■ Problems and tasks:
a. Reproduce verbatim everything in the passage on retinal thinning in multiple sclerosis from "(HealthDay News) –" down to "issue of Neurology.".
b. Take the passage on retinal layer thinning in multiple sclerosis patients further, picking up after its final sentence.

■ Document passage:
☆ ☆ ☆

(HealthDay News) – Patients with multiple sclerosis (MS) with clinical or radiologic nonocular disease activity have accelerated ganglion cell/inner plexiform (GCIP) layer thinning, according to a study published in the Jan. 1 issue of Neurology.

John N. Ratchford, MD, from the Johns Hopkins University School of Medicine in Baltimore, and colleagues conducted spectral-domain optical coherence tomography (OCT) scans every six months on 164 patients with MS and 59 controls for a mean follow-up period of 21.1 months. Contrast-enhanced brain magnetic resonance imaging scans were performed at baseline and annually.

The researchers observed significantly faster rates of annualized GCIP thinning in patients with relapses (42% faster), new gadolinium-enhancing lesions (54% faster), and new T2 lesions (36% faster). In addition, faster annual GCIP thinning was seen for those with disability progression during follow-up (37% faster) and for those with disease duration of <5 vs. >5 years (43% faster). Patients exhibiting combinations of new gadolinium-enhancing lesions, new T2 lesions, and disease duration <5 years had the highest annual rates of GCIP thinning (70% faster in patients with vs. without all three characteristics).

☆ ☆ ☆

■ Supplied entries:
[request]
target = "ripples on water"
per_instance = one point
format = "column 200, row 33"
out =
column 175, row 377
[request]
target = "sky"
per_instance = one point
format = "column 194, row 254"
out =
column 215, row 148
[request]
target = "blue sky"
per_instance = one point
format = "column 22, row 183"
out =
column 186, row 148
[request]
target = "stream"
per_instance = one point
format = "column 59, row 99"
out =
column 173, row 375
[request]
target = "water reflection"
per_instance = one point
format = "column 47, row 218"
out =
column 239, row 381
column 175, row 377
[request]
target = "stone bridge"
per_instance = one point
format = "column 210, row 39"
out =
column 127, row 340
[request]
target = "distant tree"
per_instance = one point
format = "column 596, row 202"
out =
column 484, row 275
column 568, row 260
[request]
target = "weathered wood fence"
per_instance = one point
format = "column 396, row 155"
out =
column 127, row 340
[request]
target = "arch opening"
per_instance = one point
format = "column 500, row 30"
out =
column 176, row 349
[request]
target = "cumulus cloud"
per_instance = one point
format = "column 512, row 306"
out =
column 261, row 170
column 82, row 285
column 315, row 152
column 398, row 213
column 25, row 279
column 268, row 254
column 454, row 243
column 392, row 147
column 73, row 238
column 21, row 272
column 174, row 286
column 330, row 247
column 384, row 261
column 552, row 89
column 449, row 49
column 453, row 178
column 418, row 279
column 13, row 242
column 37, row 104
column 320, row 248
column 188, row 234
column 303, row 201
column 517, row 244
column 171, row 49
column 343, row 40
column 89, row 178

☆ ☆ ☆

■ Answers for the exercise:
a.
(HealthDay News) – Patients with multiple sclerosis (MS) with clinical or radiologic nonocular disease activity have accelerated ganglion cell/inner plexiform (GCIP) layer thinning, according to a study published in the Jan. 1 issue of Neurology.

b.
“Our findings suggest that retinal changes in MS reflect global central nervous system processes, and that OCT-derived GCIP thickness measures may have utility as an outcome measure for assessing neuroprotective agents, particularly in early, active MS,” the authors write.

Several authors disclosed financial ties to the pharmaceutical and medical technology industries.